— START EXCERPTED TEXT —
We added 8 new participants into the previous 16 participants, which resulted in 24 right-handed students (13 females; mean age 23.8 years) which were recruited from Zhejiang University. All the participants had normal or corrected-to-normal vision and no history of neurological problems. All participants provided written and informed consent before experiments, and all procedures were approved by the Research Ethics Board of Zhejiang University.
For each participant, we first estimated the VWM capacity by using Cowan's K formula : K = S * (H−F), where K is the VWM capacity, S is the number of displayed objects, H is the hit rate, and F is the false alarm rate. Since the overall performance of detecting color-change was equal between colored shapes and colored landolt-Cs [F<1], we hence calculated the K by pooling the two conditions together. Participants were then divided into high-capacity group (K = 2.8) and low-capacity group (K = 2.5) using a median split of their VWM capacity estimates, resulting in 12 participants in each group.
Colored landolt-Cs (Figure 1A, 1.01°×1.01° of visual angle for the circle, 0.25° of visual angle for the gap's height from a viewing distance of 70 cm) were employed for the fine-grained condition, and a group of colored shapes (about 1.01°×1.01° of visual angle) were used for the high-discriminable condition (Figure 1B). The orientation of a landolt-C was selected from a set of 8 orientations: 0°, 45°, 90°, 135°, 180°, 225°, 270° and 315°. The shape was selected from a set of 6 distinct shapes. Seven colors were adopted: red (255, 0, 0 in RGB value), green (0, 255, 0), blue (0, 0, 255), violet (255, 0, 255), yellow (255, 255, 0), black (0, 0, 0), and white (255, 255, 255). The stimuli were presented at the center of a 17 inch monitor with grey (128, 128, 128) background.
Figure 1. Example of materials used in Experiment 1.
(A) Objects containing high-discriminable information (shape). (B) Objects containing fine-grained information (gap orientation).doi:10.1371/journal.pone.0023873.g001
Procedure and Design.
— END EXCERPTED TEXT —
— START EXERCISE MATERIALS —
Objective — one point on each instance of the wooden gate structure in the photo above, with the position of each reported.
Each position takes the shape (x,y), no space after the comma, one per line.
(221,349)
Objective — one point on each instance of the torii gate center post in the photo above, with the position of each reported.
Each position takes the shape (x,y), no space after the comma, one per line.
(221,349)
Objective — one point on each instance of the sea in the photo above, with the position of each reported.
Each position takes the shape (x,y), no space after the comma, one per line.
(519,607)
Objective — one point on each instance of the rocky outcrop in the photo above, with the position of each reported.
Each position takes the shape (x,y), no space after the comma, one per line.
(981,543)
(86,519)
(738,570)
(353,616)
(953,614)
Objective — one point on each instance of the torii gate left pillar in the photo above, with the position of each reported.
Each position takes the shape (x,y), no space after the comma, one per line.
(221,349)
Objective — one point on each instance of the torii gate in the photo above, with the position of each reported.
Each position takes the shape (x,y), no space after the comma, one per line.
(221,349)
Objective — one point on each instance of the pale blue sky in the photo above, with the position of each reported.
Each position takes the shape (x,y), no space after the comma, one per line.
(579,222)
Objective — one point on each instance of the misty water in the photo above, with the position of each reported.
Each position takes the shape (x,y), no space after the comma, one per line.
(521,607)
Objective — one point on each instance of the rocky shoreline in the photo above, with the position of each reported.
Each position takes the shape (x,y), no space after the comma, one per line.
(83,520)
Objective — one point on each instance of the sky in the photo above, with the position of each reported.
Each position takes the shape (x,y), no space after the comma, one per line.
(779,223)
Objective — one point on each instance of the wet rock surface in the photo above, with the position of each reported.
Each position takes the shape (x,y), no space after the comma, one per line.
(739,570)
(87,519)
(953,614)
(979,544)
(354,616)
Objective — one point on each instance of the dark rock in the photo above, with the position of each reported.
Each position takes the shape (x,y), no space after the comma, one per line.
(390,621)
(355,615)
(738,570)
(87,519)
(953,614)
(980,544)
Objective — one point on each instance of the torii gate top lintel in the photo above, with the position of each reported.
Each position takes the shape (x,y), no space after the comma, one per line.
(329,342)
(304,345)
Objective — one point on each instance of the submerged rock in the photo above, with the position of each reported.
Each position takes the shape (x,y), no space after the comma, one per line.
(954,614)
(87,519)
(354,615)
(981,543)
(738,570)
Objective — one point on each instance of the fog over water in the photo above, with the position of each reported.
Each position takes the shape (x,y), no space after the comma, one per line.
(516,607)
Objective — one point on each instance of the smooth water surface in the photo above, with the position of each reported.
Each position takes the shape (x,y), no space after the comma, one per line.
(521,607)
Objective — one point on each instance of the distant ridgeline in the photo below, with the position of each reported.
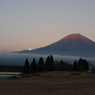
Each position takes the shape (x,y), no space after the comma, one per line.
(71,45)
(11,68)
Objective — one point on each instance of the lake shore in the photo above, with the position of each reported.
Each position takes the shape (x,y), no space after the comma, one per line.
(50,83)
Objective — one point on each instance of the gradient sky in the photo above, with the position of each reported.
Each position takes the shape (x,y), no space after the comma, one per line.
(32,24)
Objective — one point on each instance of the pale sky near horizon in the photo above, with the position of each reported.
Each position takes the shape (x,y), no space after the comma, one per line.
(32,24)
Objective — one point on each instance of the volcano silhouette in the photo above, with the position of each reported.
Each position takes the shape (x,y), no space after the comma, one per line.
(71,45)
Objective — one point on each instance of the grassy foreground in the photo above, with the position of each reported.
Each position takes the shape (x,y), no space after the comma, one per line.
(50,83)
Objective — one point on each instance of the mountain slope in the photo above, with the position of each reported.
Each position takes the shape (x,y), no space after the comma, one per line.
(73,44)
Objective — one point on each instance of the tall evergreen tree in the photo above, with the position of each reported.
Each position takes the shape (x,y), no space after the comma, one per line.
(26,67)
(61,66)
(41,65)
(75,65)
(51,63)
(33,66)
(47,64)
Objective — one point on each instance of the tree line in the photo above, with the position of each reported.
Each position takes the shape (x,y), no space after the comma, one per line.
(51,65)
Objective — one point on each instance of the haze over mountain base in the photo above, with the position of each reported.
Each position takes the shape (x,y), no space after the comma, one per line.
(71,45)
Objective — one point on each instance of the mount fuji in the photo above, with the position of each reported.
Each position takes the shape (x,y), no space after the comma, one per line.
(71,45)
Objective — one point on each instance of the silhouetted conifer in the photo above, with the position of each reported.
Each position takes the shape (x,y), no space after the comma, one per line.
(26,67)
(75,65)
(47,64)
(41,65)
(51,63)
(33,66)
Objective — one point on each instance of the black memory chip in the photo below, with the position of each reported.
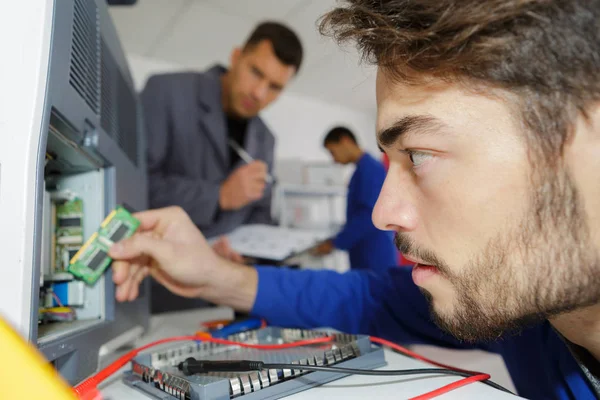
— END EXERCISE MATERIALS —
## TO-DO LIST
a: In the records, everything from the line containing "Objective — one point on each instance of the volcano" down to the end of the records, substitute "image" for every "photo" and change nothing else. Give those lines again without the pictures.
b: Resume the excerpt on the visual working memory experiment from where it stops.
The text and the records have nothing to do with each other.

## OUTPUTS FOR THE TASKS
a:
Objective — one point on each instance of the volcano silhouette in the image above, with the position of each reported.
Each position takes the shape (x,y), no space after the comma, one per line.
(71,45)
Objective — one point on each instance of the grassy foreground in the image above, with the position of each reported.
Each position takes the shape (x,y), no space after the comma, one per line.
(50,83)
Objective — one point on each instance of the mountain slope in the image above, with the position of each reported.
Each position takes the shape (x,y), no space after the comma, one per line.
(73,44)
Objective — one point on each instance of the tall evergreen tree in the image above, with the position of each reported.
Each position takes the shape (x,y), no space after the comma, one per line.
(26,67)
(61,66)
(41,65)
(75,65)
(51,63)
(33,66)
(47,64)
Objective — one point on each instance of the tree line in the image above, with the position of each reported.
Each position takes the shape (x,y), no space after the comma, one per line.
(51,65)
Objective — one point on each instance of the haze over mountain base in the image above, with the position of each reported.
Each position takes the shape (x,y), no space after the comma, one per line.
(71,45)
Objective — one point on each instance of the mount fuji in the image above, with the position of each reported.
Each position takes the shape (x,y), no space after the comma, one per line.
(71,45)
Objective — one point on each instance of the silhouetted conifer in the image above, with the position of each reported.
Each position takes the shape (x,y), no space after the comma, one per line.
(26,67)
(75,65)
(47,64)
(41,65)
(51,63)
(33,66)
Objective — one point on each instance of the black memory chip in the image below, with the position of each reported.

b:
The procedure of the experiment was illustrated in Figure 2. After a variable delay ranging from 1000 to 1400 ms, a fixation was displayed for 200 ms followed by a 200~300 ms blank interval. Then Stimulus Set 1 (S1) was displayed for 200 ms, followed by a 1000 ms blank period. Finally Stimulus Set 2 (S2) was always presented for 2000 ms regardless of whether the participant made a response or not, which was used to exclude any possible contamination of ERP response caused by the offset of S2. Both S1 and S2 contained 3 colored objects, which were displayed randomly in three of four possible locations with a distance of 1.8° visual degree to the center of screen. For the four locations, two of them were located horizontally while the other two vertically. In 50% of trials, S1 and S2 were colored shapes; while in the other 50% trials, they were colored landolt-Cs. Participants were instructed to remember the colors of the three objects while ignoring the irrelevant shapes or orientations, and justify whether the colors of S2 were identical to S1. Only the response accuracy was emphasized and recorded in the current experiment.
Figure 2. Illustration of a trial in Experiment 1, in which the black star is changed to a yellow moon.doi:10.1371/journal.pone.0023873.g002
The four change types were: S2 was either the same as S1 (no change), or different from S1 in one shape or three orientations (irrelevant change), or different from S1 in one color (relevant change), or S1 and S2 different in one color and one shape (belonging to the same object) or one color and three orientations (both change) (please see Experiment 4 of  for detailed explanation of this setting). The change of three orientations was used to avoid the caveat that the non-influence of fine-grained information change was due to its weak signal of change.
A 2 (Irrelevant-type: shape, orientation)×4 (Change-type: no change, irrelevant change, relevant change, and both change) within-subject design was adopted. Participants completed 80 trials under each of the 8 conditions, resulting in a total of 640 trials which were presented randomly. The experiment was divided into 8 blocks with 5-minute break in between, which lasted about 1 hour in total.
Electrophysiological Recording and Analysis.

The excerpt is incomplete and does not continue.